## WHAT THIS TASK INVOLVES
Only the lines from the one containing "point: one pixel per instance, each like <point>190,381</point>." through the last line of the listing are to be given again, exactly as they appear.

## MATERIAL FOR THIS EXERCISE
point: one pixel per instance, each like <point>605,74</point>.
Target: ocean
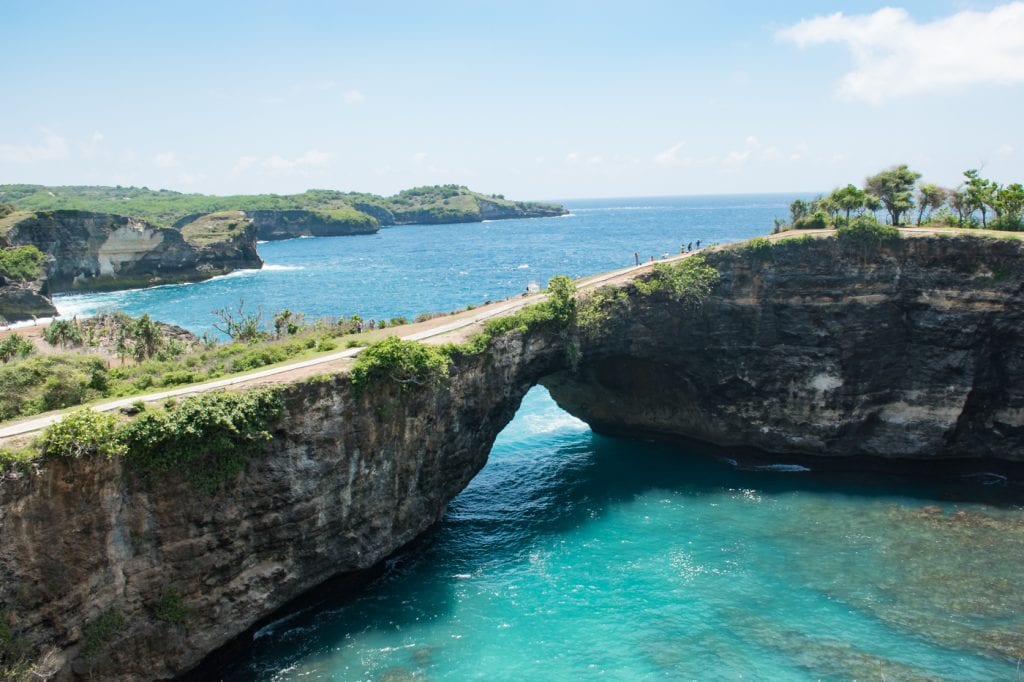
<point>577,556</point>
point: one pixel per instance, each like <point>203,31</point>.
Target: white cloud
<point>244,164</point>
<point>52,147</point>
<point>671,156</point>
<point>166,160</point>
<point>895,55</point>
<point>299,166</point>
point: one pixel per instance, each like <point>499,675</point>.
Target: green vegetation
<point>208,437</point>
<point>428,204</point>
<point>84,433</point>
<point>15,654</point>
<point>23,263</point>
<point>98,633</point>
<point>171,608</point>
<point>895,189</point>
<point>40,383</point>
<point>15,346</point>
<point>213,227</point>
<point>689,280</point>
<point>866,233</point>
<point>406,363</point>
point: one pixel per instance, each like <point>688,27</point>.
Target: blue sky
<point>531,99</point>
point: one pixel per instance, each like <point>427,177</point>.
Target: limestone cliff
<point>288,224</point>
<point>911,350</point>
<point>98,251</point>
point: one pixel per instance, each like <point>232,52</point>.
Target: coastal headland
<point>898,349</point>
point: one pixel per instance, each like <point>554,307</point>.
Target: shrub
<point>83,433</point>
<point>207,438</point>
<point>866,232</point>
<point>15,346</point>
<point>406,363</point>
<point>100,631</point>
<point>24,262</point>
<point>690,280</point>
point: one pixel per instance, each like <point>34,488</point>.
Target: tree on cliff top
<point>894,187</point>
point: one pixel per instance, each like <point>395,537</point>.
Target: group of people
<point>683,248</point>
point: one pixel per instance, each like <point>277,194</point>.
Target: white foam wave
<point>280,268</point>
<point>550,423</point>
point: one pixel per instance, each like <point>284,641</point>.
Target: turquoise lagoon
<point>577,556</point>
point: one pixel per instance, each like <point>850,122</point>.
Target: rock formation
<point>98,251</point>
<point>912,350</point>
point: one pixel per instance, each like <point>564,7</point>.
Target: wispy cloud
<point>897,56</point>
<point>278,165</point>
<point>166,160</point>
<point>51,147</point>
<point>671,157</point>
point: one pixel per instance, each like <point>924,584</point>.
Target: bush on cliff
<point>406,363</point>
<point>83,433</point>
<point>207,437</point>
<point>866,232</point>
<point>690,280</point>
<point>24,262</point>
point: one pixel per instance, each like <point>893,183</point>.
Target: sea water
<point>576,556</point>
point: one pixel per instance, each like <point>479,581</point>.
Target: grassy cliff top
<point>214,227</point>
<point>163,207</point>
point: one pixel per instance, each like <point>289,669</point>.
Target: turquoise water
<point>574,556</point>
<point>418,268</point>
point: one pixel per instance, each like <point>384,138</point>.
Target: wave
<point>280,268</point>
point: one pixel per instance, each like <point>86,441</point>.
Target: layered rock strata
<point>911,351</point>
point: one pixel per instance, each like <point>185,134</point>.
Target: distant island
<point>98,238</point>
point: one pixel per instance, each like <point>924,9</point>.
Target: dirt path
<point>445,329</point>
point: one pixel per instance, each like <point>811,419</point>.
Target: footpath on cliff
<point>453,328</point>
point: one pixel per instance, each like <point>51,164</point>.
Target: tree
<point>62,333</point>
<point>145,337</point>
<point>798,210</point>
<point>958,202</point>
<point>930,197</point>
<point>894,188</point>
<point>980,194</point>
<point>1009,204</point>
<point>849,199</point>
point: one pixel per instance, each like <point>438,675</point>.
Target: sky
<point>530,99</point>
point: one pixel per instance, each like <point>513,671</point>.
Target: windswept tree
<point>894,187</point>
<point>848,199</point>
<point>1009,205</point>
<point>980,194</point>
<point>958,202</point>
<point>930,198</point>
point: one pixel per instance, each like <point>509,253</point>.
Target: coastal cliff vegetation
<point>450,203</point>
<point>896,195</point>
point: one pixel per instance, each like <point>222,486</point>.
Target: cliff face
<point>97,251</point>
<point>914,350</point>
<point>24,300</point>
<point>814,348</point>
<point>288,224</point>
<point>344,482</point>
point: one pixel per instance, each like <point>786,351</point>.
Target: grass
<point>215,227</point>
<point>166,208</point>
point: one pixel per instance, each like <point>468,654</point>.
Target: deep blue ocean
<point>576,556</point>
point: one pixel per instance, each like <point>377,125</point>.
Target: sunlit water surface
<point>573,556</point>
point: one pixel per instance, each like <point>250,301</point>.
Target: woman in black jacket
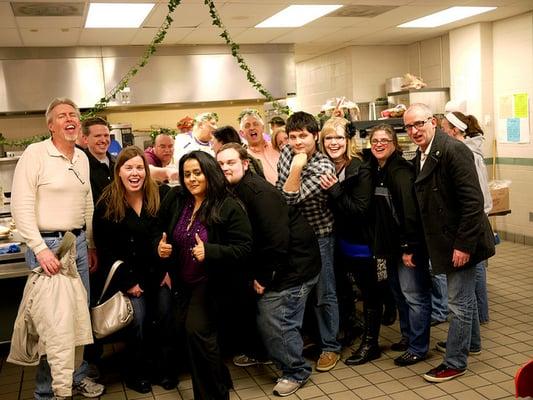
<point>350,192</point>
<point>125,226</point>
<point>399,242</point>
<point>207,234</point>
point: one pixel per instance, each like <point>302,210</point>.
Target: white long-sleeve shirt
<point>50,193</point>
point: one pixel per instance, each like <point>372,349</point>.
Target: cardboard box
<point>500,200</point>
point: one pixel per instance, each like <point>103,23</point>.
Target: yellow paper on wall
<point>521,105</point>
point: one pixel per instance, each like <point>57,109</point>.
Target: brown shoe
<point>327,361</point>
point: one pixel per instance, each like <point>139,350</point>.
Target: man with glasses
<point>300,167</point>
<point>456,229</point>
<point>52,195</point>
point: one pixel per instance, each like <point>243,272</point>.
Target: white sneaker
<point>242,360</point>
<point>87,388</point>
<point>286,387</point>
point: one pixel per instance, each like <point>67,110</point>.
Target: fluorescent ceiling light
<point>117,15</point>
<point>445,17</point>
<point>295,16</point>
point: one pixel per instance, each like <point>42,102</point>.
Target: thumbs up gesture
<point>164,249</point>
<point>198,251</point>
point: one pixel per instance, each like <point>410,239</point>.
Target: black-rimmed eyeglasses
<point>416,124</point>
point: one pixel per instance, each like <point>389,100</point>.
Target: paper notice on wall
<point>506,107</point>
<point>520,105</point>
<point>513,124</point>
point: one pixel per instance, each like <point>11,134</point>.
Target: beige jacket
<point>53,318</point>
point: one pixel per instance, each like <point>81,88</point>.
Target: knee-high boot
<point>369,349</point>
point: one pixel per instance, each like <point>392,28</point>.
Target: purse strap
<point>112,271</point>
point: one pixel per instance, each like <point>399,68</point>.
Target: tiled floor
<point>507,343</point>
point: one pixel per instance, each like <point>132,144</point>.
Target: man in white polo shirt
<point>51,195</point>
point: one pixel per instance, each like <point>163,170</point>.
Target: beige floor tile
<point>453,386</point>
<point>406,395</point>
<point>325,377</point>
<point>332,387</point>
<point>368,392</point>
<point>430,391</point>
<point>495,376</point>
<point>493,392</point>
<point>507,344</point>
<point>346,395</point>
<point>309,392</point>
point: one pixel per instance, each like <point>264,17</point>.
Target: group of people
<point>232,257</point>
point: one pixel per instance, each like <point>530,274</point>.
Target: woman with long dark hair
<point>399,242</point>
<point>207,235</point>
<point>125,226</point>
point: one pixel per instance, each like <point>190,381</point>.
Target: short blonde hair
<point>331,126</point>
<point>57,101</point>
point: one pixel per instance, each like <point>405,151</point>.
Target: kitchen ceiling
<point>367,22</point>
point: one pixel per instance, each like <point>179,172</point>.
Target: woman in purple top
<point>207,236</point>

## REPLY
point: one pixel per instance, each like <point>190,381</point>.
Target: short blonde hair
<point>331,126</point>
<point>57,101</point>
point: one pixel per instance, each like <point>405,151</point>.
Target: kitchen ceiling
<point>367,22</point>
point: one pixel per instance, each like <point>179,172</point>.
Target: woman in purple top
<point>207,236</point>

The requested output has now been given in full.